▶ **AIM OF THE TASK**
Give each line of these rows as one string in a JSON list, leaving out any blank lines. Cover every row.

Entries from an annotation dataset
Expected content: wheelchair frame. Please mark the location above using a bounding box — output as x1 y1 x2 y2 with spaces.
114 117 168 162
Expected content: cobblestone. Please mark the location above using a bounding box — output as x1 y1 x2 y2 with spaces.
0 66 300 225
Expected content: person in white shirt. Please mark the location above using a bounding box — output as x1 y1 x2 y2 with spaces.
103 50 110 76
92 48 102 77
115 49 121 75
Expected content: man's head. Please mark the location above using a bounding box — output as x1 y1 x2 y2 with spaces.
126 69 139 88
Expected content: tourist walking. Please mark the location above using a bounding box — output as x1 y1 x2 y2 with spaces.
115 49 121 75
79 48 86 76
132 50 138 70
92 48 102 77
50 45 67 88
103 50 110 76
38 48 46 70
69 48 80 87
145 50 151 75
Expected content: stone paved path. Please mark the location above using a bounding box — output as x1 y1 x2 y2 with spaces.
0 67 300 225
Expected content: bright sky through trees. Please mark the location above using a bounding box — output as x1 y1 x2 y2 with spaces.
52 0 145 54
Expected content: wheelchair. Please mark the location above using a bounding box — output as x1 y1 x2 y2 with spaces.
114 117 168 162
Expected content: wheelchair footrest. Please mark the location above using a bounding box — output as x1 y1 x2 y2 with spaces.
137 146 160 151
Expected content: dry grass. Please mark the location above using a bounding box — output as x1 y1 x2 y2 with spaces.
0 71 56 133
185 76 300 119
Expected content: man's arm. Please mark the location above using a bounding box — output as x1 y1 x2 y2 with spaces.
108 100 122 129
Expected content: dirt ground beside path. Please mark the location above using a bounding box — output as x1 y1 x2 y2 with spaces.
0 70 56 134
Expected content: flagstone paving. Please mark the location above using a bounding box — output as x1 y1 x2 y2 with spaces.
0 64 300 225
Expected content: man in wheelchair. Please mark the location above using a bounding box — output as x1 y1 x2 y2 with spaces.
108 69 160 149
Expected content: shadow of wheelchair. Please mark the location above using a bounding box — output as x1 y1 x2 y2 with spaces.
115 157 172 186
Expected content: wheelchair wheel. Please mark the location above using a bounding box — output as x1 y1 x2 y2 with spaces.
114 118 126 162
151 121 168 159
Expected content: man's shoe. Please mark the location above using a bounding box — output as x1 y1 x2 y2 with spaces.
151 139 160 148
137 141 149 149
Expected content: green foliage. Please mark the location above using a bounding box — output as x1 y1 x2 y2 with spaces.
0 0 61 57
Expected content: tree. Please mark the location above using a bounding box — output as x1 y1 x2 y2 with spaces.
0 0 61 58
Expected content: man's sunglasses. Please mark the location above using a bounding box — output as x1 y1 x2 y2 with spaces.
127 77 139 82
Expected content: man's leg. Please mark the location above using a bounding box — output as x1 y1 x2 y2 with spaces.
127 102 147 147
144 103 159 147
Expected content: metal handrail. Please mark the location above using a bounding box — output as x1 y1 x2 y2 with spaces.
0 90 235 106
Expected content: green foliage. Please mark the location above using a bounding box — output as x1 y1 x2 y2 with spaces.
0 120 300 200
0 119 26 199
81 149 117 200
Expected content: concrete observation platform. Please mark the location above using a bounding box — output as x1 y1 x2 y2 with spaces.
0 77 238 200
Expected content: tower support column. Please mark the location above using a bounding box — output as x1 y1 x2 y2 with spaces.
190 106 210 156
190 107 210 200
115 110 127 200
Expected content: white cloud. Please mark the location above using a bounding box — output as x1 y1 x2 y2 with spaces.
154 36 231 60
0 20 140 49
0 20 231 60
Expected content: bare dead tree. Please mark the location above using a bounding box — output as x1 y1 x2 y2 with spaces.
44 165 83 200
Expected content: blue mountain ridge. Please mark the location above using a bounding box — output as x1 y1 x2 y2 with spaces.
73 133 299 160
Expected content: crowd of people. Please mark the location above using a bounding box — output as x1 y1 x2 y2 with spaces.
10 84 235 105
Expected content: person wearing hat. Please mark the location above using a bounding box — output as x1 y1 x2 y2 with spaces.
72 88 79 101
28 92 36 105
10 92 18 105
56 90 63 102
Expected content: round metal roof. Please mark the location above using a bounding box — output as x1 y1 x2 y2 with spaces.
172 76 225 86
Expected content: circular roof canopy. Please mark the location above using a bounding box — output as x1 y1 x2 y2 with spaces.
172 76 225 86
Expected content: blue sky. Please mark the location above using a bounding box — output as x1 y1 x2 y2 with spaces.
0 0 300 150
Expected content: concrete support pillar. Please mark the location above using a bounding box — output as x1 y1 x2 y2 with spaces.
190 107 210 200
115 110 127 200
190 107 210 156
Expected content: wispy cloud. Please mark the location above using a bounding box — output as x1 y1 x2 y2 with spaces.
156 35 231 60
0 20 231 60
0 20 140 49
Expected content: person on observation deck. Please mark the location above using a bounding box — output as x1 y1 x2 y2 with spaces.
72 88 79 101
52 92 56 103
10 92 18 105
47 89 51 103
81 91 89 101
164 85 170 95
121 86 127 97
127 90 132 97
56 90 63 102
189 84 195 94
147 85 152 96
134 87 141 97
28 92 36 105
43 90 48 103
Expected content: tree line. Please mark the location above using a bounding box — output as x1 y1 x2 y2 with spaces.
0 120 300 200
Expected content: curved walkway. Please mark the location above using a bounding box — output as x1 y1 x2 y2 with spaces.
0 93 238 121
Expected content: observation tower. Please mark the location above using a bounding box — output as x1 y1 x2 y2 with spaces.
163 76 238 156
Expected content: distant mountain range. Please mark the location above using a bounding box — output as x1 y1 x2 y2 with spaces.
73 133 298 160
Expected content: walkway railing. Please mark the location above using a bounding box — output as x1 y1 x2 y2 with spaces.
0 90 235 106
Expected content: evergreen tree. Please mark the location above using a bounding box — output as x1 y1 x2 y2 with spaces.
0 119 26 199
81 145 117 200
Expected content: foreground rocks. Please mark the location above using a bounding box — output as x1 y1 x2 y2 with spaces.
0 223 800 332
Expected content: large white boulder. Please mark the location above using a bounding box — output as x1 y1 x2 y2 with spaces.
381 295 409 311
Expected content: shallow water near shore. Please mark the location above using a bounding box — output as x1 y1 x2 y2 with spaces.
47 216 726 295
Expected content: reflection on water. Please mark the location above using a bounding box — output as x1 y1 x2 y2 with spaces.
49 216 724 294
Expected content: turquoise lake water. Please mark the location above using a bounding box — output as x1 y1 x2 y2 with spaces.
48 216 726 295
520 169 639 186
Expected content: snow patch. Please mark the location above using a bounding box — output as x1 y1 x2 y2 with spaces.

▶ **THE OUTPUT**
[
  "Expected content: wheelchair frame. Please mark the location above using a bounding box — output as x1 y1 x2 y2 with spaces.",
  "114 117 168 162",
  "Expected content: cobblestone. Please mark the location above using a bounding box — output as x1 y1 x2 y2 with spaces.",
  "0 66 300 225",
  "Expected content: person in white shirt. Please mark the location above using a bounding box — output as x1 y1 x2 y2 with spaces.",
  "103 50 110 76",
  "92 48 102 77",
  "115 49 121 75",
  "Expected content: man's head. Please mark the location above using a bounding box — output as x1 y1 x2 y2 with spaces.",
  "126 69 139 88",
  "Expected content: tourist walking. Please mark the location above using a bounding box — output as x1 y1 x2 y2 with spaces.",
  "115 49 121 75",
  "79 48 86 76",
  "132 50 138 70",
  "92 48 102 77",
  "50 45 67 88",
  "103 50 110 76",
  "38 48 46 70",
  "69 48 80 87",
  "145 50 151 75",
  "Expected content: stone paved path. Please mark the location above using a bounding box — output as x1 y1 x2 y2 with spaces.",
  "0 67 300 225",
  "Expected content: bright sky through trees. Please mark the location above using a bounding box — output as x1 y1 x2 y2 with spaces.",
  "52 0 145 54",
  "Expected content: wheelchair. Please mark the location above using a bounding box — output as x1 y1 x2 y2 with spaces.",
  "114 117 168 162",
  "Expected content: wheelchair footrest. Please mark the location above using a bounding box — output as x1 y1 x2 y2 with spaces.",
  "137 146 160 151",
  "Expected content: dry grass. Please mark the location above using a bounding box — output as x1 y1 x2 y2 with spaces.",
  "0 71 56 133",
  "185 76 300 119",
  "Expected content: man's arm. Please mark the location above using a bounding box — output as x1 y1 x2 y2 with spaces.",
  "108 100 122 129",
  "Expected content: dirt ground beside path. Please mark the location above using a bounding box — output as x1 y1 x2 y2 with spaces.",
  "0 70 56 134",
  "Expected content: flagstone paving. Please mark the location above using a bounding box — output as x1 y1 x2 y2 with spaces.",
  "0 64 300 225",
  "Expected content: man in wheelchair. Please mark the location above using a bounding box — output as x1 y1 x2 y2 with spaces.",
  "108 69 160 149",
  "Expected content: shadow of wheelchair. Please mark the location above using a bounding box — output as x1 y1 x2 y2 with spaces.",
  "115 157 172 186",
  "Expected content: wheelchair wheel. Please mark the location above using a bounding box — output as x1 y1 x2 y2 with spaces.",
  "114 118 126 162",
  "151 121 168 159",
  "Expected content: man's shoe. Please mark the location above using a bounding box — output as x1 y1 x2 y2 with spaces.",
  "151 139 160 148",
  "137 141 149 149",
  "Expected content: green foliage. Please mark the location above using a bounding box — output as x1 y1 x2 y2 with spaces.",
  "0 0 61 57",
  "Expected content: tree. Please mark the location above using a bounding box — output as x1 y1 x2 y2 with spaces.",
  "0 0 61 58",
  "Expected content: man's sunglasses. Please mark the location above using a bounding box — output as x1 y1 x2 y2 with spaces.",
  "127 77 139 82",
  "Expected content: man's leg. Please mark the location above using a bounding box — output as x1 y1 x2 y2 with spaces.",
  "127 102 147 147",
  "144 103 159 147",
  "Expected content: metal handrail. Please mark the location above using a bounding box — output as x1 y1 x2 y2 with spaces.",
  "0 90 235 106",
  "Expected content: green foliage. Please mark the location above using a bounding box — output as x1 y1 x2 y2 with spaces.",
  "0 120 300 200",
  "0 119 26 199",
  "81 149 117 200",
  "Expected content: concrete observation platform. Please mark the location above using a bounding box — output as x1 y1 x2 y2 with spaces.",
  "0 77 238 200",
  "Expected content: tower support column. Please mark the location above using a bounding box — output as x1 y1 x2 y2 with spaces.",
  "190 106 210 156",
  "190 107 210 200",
  "115 110 127 200",
  "Expected content: white cloud. Please mark the location above using a bounding box — output as x1 y1 x2 y2 with spaces.",
  "154 36 231 60",
  "0 20 140 49",
  "0 20 231 60",
  "Expected content: bare dead tree. Please mark the location above using a bounding box — output as x1 y1 x2 y2 with spaces.",
  "44 165 83 200",
  "Expected content: blue mountain ridge. Please mark the location above using a bounding box — output as x1 y1 x2 y2 with spaces.",
  "73 133 299 160",
  "Expected content: crowd of people. Please mark the location above using a bounding box — output as x1 y1 x2 y2 with spaces.",
  "10 84 235 105",
  "Expected content: person wearing hat. Please mark the location above using a bounding box — output as x1 y1 x2 y2 with spaces.",
  "72 88 79 101",
  "28 92 36 105",
  "10 92 18 105",
  "56 90 63 102",
  "Expected content: round metal roof. Please mark the location above using a bounding box — output as x1 y1 x2 y2 with spaces.",
  "172 76 225 86",
  "Expected content: circular roof canopy. Please mark the location above using a bounding box — output as x1 y1 x2 y2 with spaces.",
  "172 76 225 86",
  "Expected content: blue sky. Please mark the location above using a bounding box — output as x1 y1 x2 y2 with spaces.",
  "0 0 300 150",
  "Expected content: concrete support pillar. Please mark the location above using a bounding box — output as x1 y1 x2 y2 with spaces.",
  "190 107 210 200",
  "115 110 127 200",
  "190 107 210 156",
  "Expected content: wispy cloud. Please mark the location above using a bounding box — output as x1 y1 x2 y2 with spaces.",
  "156 35 231 60",
  "0 20 231 60",
  "0 20 140 49",
  "Expected content: person on observation deck. Please mark the location above using a bounding box — output as x1 y1 x2 y2 with spaces.",
  "72 88 79 101",
  "52 92 56 103",
  "10 92 18 105",
  "47 89 51 103",
  "81 91 89 101",
  "164 85 170 95",
  "121 86 127 97",
  "127 90 132 97",
  "56 90 63 102",
  "189 84 195 94",
  "147 85 152 96",
  "134 87 141 97",
  "28 92 36 105",
  "43 90 48 103",
  "Expected content: tree line. Please mark the location above using a bounding box — output as x1 y1 x2 y2 with spaces.",
  "0 120 300 200",
  "Expected content: curved walkway. Please mark the location above using a bounding box — output as x1 y1 x2 y2 with spaces.",
  "0 93 238 121",
  "Expected content: observation tower. Please mark the location above using a bounding box — output as x1 y1 x2 y2 with spaces.",
  "163 76 238 156",
  "Expected content: distant mountain range. Please mark the location above using a bounding box — output as x1 y1 x2 y2 with spaces.",
  "73 133 298 160",
  "Expected content: walkway railing. Please mark the location above using a bounding box — output as x1 y1 x2 y2 with spaces.",
  "0 90 235 106",
  "Expected content: evergreen tree. Please mark the location above using a bounding box — output as x1 y1 x2 y2 with spaces.",
  "0 119 26 199",
  "81 145 117 200",
  "Expected content: foreground rocks. Please mark the location above using a bounding box — output as x1 y1 x2 y2 with spaces.",
  "0 223 800 332",
  "Expected content: large white boulder. Please mark the location above using a bounding box — output as x1 y1 x2 y2 with spaces.",
  "381 295 409 311",
  "Expected content: shallow water near shore. Please mark the location above using a bounding box — output as x1 y1 x2 y2 with spaces.",
  "47 216 726 295",
  "Expected content: reflection on water. Please mark the location above using a bounding box — output as x1 y1 x2 y2 with spaces.",
  "49 216 724 294",
  "Expected content: turquoise lake water. Please mark the location above using a bounding box — output as x1 y1 x2 y2 with spaces.",
  "48 216 726 295",
  "520 169 639 186",
  "Expected content: snow patch. Please mark the location above using a bounding box — output as x1 y1 x2 y2 with spaces."
]